Required work => Lay out the lines below, from the one containing "Could you please indicate the rocky" through the final line, inclusive, as a JSON list of strings with one string per line. Leave out any blank lines.

++++ Record list ++++

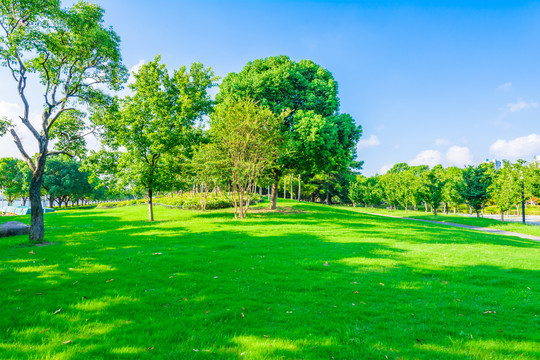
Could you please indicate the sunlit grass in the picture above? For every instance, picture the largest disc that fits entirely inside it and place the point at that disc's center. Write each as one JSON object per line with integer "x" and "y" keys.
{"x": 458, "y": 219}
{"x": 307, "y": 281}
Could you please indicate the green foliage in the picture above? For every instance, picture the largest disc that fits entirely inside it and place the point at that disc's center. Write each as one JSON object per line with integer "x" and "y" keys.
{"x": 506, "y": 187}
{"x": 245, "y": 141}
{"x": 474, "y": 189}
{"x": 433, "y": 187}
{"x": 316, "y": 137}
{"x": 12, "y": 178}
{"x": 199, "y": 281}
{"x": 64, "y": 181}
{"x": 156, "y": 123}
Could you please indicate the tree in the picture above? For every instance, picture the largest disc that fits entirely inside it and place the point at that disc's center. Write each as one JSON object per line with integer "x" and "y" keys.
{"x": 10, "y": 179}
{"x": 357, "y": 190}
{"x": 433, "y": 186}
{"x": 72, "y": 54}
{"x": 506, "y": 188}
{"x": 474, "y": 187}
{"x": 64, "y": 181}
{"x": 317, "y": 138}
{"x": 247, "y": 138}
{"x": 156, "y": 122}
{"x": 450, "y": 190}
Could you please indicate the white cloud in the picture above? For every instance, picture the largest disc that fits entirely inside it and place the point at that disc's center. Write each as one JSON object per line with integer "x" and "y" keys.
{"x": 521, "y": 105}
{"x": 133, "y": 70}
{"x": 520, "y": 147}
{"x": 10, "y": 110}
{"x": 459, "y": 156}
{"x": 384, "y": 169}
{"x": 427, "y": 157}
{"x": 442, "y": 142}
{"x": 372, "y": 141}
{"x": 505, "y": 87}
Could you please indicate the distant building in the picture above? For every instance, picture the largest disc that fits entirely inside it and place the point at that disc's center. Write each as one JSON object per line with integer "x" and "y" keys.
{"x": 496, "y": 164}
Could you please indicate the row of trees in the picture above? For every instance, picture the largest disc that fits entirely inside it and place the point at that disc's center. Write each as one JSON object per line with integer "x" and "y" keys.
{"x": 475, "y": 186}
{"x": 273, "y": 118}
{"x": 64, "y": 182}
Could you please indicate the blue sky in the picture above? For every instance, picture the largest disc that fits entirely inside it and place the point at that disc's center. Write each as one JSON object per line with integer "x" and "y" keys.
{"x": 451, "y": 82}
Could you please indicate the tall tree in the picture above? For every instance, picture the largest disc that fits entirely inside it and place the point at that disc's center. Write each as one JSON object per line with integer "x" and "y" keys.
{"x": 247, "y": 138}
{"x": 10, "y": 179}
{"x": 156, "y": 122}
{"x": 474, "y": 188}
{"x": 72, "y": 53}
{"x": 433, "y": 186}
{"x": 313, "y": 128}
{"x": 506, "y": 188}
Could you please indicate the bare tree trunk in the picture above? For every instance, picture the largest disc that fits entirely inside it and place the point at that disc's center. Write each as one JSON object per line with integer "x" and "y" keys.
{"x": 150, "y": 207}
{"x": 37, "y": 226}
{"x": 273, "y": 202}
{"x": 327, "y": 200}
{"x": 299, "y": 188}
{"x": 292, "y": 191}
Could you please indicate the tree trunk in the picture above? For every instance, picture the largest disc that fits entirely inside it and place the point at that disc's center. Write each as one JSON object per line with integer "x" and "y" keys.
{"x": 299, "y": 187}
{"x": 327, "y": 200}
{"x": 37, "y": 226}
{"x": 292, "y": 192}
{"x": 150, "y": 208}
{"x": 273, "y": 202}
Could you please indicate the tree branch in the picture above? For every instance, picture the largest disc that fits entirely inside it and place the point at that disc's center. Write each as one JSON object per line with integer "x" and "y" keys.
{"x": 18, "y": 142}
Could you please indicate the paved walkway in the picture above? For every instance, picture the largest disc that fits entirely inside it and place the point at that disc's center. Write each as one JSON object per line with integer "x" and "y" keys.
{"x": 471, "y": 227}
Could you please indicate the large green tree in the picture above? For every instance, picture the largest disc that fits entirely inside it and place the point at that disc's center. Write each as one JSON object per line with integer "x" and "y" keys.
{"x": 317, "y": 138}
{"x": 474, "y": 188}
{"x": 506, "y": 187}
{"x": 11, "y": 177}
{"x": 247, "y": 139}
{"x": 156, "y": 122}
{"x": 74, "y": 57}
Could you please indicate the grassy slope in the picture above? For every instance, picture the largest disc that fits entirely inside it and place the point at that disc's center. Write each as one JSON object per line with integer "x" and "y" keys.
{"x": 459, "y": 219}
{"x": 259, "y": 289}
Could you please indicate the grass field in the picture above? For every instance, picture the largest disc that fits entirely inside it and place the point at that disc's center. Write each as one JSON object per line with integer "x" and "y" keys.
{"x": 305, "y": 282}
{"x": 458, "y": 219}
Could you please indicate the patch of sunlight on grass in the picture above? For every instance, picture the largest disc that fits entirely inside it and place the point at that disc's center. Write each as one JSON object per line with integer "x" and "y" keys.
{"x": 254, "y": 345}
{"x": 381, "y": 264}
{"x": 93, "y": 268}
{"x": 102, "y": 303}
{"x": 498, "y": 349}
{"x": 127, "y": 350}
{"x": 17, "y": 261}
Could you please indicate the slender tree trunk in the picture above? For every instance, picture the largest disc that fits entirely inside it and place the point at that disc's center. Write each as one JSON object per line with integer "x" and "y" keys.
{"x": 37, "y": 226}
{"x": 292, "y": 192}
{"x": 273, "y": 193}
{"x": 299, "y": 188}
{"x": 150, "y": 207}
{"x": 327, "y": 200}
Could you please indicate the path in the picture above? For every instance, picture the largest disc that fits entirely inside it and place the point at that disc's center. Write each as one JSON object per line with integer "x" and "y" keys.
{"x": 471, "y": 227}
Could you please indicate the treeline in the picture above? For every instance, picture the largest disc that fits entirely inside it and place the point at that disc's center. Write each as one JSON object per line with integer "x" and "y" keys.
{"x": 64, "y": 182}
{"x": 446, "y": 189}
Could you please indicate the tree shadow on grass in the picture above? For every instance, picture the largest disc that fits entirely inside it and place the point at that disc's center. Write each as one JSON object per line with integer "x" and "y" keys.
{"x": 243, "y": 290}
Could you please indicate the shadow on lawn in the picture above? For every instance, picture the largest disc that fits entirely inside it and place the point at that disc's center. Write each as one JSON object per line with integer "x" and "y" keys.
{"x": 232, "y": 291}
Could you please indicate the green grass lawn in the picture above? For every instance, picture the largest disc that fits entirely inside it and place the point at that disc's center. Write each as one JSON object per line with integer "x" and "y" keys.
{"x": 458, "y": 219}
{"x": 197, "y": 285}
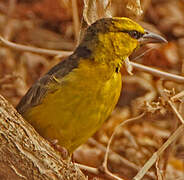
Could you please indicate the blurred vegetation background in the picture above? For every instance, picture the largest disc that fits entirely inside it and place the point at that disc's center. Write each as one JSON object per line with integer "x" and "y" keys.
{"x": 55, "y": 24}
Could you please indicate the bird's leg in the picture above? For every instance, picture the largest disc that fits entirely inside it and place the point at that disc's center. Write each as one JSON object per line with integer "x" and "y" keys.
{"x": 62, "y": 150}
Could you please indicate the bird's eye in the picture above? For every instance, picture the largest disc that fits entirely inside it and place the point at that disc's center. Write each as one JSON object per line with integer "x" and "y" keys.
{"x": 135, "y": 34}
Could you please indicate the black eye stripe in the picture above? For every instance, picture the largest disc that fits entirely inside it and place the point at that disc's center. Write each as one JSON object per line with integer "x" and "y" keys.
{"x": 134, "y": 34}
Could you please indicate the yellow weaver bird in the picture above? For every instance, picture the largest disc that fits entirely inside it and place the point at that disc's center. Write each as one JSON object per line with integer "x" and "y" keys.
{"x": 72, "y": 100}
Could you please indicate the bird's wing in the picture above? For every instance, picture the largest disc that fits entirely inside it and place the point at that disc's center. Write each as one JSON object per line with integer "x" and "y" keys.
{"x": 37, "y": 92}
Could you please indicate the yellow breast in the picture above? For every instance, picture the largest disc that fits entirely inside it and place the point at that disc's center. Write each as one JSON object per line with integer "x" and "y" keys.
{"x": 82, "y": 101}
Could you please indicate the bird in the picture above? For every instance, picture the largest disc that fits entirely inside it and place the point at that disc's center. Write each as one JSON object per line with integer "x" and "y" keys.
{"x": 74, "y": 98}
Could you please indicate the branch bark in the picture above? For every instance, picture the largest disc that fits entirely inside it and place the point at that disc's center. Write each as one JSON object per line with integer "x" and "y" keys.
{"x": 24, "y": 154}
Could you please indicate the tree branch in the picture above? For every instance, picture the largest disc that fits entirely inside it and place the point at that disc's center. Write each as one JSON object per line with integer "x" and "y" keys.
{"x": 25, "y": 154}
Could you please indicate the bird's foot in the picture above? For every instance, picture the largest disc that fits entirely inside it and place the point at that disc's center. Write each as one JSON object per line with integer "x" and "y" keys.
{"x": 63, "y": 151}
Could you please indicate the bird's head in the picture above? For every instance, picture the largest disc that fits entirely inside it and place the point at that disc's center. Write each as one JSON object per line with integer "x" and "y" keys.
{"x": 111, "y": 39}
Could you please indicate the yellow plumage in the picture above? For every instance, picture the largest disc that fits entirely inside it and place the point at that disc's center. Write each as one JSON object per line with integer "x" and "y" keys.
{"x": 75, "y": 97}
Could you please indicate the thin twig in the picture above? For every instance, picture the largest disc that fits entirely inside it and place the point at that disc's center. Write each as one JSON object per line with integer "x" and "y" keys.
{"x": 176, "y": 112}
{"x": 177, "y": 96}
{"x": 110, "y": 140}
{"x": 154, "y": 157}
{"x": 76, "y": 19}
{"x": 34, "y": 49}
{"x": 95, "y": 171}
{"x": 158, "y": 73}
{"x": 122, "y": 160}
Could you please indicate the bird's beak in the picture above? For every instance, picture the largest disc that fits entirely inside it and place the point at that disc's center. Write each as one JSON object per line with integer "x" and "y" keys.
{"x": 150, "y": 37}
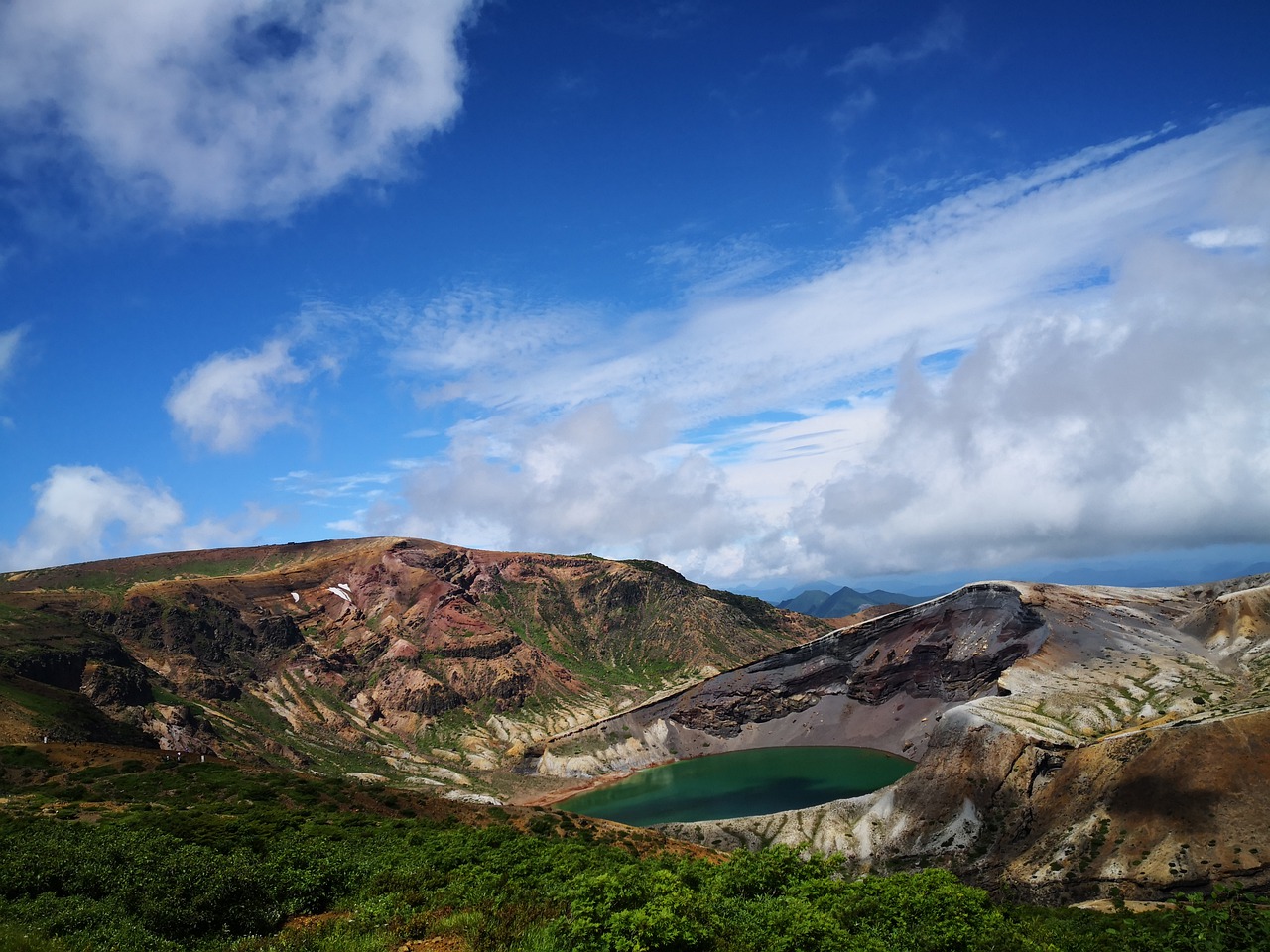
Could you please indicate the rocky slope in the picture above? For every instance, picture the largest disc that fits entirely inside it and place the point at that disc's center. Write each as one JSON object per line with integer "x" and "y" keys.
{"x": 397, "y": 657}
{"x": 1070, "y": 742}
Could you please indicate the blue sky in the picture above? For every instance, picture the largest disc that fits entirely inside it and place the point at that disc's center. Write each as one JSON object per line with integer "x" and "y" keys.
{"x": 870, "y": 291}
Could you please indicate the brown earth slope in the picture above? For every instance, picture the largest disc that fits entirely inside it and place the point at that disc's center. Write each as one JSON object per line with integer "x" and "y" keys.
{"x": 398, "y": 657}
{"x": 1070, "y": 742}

++++

In response =>
[
  "Could you please indicate the rocky slope in the picture above? For every instance, picture the largest disc that fits entirely inside it and place the point at that disc's center. Write each as one JSON object per line with integer \"x\" and \"y\" keys.",
  "{\"x\": 397, \"y\": 657}",
  "{\"x\": 1070, \"y\": 742}",
  "Could you please indicate the blue sky in the picture above? For every instance, picture the largest disc that fits entirely inside it and place the point at that disc's center. Write each as one JSON object per line with integer \"x\" and \"y\" keys.",
  "{\"x\": 870, \"y\": 291}",
  "Could you please indicate the brown earth slope in the picture above? For every instance, picture the largest disc that fits entirely inside it and place the point at that disc's center. Write each as one JSON object per line with integer \"x\" and \"y\" keys.",
  "{\"x\": 398, \"y\": 657}",
  "{\"x\": 1070, \"y\": 742}"
]